BEGIN PASSAGE
# difference in capability of tractors



## CWCW (Jun 18, 2010)

Hey guys new to the site! I currently have two tractors that i use on the farm that are getting pretty old and i had some questions on some of the newer JD models.

Im looking for a tractor in the 55hp-65hp range. When looking at the 4720 compact utility tractor that is rated for 66 hp and the 5065E utility tractor that is rated for 65 hp, what are the limitations of the compact style versus the utility style?
Is the compact series big enough to handle everything that a utility style tractor can? Can the 4000 series compact tractors lift and carry round bales in front on the loader? I realize that both can utilize plows, box blades, posthole diggers, mowers, etc. But are there somethings that the 5000 series bigger frame tractors do that they 4000 series compact tractors cant do?


----------



## Hoodoo Valley (Nov 14, 2006)

I know the utility tractors are higher off the ground, having larger tires and so hence a greater ballast capability for traction. The loaders are built better and lift more as well. Could be other points as well, such as transmission options that are a bit more flexible as well over the compacts.


----------



## CWCW (Jun 18, 2010)

Wow, i just built a basic 4520 JD gear transmission online for $29k. The bigger 5065E basic with gear transmission and 5 more hp starts at $19k. Whats that all about? Do the compact models like the 4000 series have more bells and whisles or are they just the popular thing now because they are smaller in size?


----------



## Hoodoo Valley (Nov 14, 2006)

CWCW said:


> Wow, i just built a basic 4520 JD gear transmission online for $29k. The bigger 5065E basic with gear transmission and 5 more hp starts at $19k. Whats that all about? Do the compact models like the 4000 series have more bells and whisles or are they just the popular thing now because they are smaller in size?
END PASSAGE
▶ _EXERCISE_
Rewrite the stretch of the tractor thread from "Im looking for" through "the utility style?", putting "5075E" in place of "5065E". The data that comes after the tractor thread plays no part here.
BEGIN DATA EXTRACT
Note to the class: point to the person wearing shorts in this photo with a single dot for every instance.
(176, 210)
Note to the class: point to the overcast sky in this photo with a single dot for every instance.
END DATA EXTRACT
▶ _EXERCISE RESPONSE_
Im looking for a tractor in the 55hp-65hp range. When looking at the 4720 compact utility tractor that is rated for 66 hp and the 5075E utility tractor that is rated for 65 hp, what are the limitations of the compact style versus the utility style?